▸ Requirement
The required output consists solely of the lines from the line containing "Mark one point per instance of the stamp" through the end of the records, copied exactly.
===== Data for this task
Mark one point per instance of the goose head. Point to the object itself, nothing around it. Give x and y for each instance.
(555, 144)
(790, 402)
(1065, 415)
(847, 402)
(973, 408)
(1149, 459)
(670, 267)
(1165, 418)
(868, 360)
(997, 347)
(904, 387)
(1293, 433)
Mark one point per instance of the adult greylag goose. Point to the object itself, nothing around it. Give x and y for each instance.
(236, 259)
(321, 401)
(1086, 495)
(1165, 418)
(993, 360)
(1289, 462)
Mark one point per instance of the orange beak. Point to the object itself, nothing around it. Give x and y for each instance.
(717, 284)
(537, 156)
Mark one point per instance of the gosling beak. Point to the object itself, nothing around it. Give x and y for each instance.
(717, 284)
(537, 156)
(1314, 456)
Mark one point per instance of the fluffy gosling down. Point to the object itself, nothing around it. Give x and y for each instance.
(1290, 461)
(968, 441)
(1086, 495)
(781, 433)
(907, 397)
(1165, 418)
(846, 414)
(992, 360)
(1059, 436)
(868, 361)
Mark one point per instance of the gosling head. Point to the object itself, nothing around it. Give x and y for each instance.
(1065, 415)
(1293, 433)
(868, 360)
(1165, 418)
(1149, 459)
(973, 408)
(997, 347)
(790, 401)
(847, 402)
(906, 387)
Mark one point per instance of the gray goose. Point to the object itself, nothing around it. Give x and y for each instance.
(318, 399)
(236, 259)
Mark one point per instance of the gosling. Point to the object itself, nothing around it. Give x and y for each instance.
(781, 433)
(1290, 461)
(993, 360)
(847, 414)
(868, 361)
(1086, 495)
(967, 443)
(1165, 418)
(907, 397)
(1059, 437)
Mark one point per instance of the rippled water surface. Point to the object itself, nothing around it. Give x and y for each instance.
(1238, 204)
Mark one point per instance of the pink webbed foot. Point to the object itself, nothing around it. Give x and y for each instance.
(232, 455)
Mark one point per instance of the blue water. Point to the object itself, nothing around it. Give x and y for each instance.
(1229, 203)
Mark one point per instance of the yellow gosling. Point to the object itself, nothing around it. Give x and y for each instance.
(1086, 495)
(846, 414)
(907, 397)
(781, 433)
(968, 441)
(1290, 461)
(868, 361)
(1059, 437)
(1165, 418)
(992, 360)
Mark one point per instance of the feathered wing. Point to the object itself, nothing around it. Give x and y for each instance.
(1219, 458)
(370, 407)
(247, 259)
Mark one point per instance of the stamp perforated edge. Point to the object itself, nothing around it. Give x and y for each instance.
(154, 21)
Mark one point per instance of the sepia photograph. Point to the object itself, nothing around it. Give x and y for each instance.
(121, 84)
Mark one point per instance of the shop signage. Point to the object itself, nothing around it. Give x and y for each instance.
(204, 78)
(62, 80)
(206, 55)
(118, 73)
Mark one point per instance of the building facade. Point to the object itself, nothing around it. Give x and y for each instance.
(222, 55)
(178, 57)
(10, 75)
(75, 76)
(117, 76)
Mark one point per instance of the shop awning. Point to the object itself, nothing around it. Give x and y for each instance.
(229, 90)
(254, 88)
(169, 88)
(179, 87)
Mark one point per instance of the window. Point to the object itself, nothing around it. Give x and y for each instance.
==========
▸ In response
Mark one point per instance of the stamp perforated edge. Point to the object itself, nothing around it. Give x and y for each instance.
(154, 21)
Mark one point per instance of the sepia photograph. Point to the object itself, nothing around it. Give x and y for each instance.
(121, 84)
Mark one point per instance of the shop signage. Point to the object itself, nothing around it. Give x and y for each instance.
(204, 78)
(62, 80)
(206, 55)
(118, 73)
Mark one point per instance of the building facade. Point to the object itself, nothing around it. Give x and y for each instance.
(222, 55)
(178, 57)
(10, 75)
(75, 76)
(117, 76)
Mark one point per instance of the shop awning. Point to the object itself, nothing around it. Give x and y for each instance.
(229, 90)
(254, 88)
(169, 88)
(179, 87)
Mark one point per instance of the window. Point to the object itself, nothing around it. Give x and y for each instance.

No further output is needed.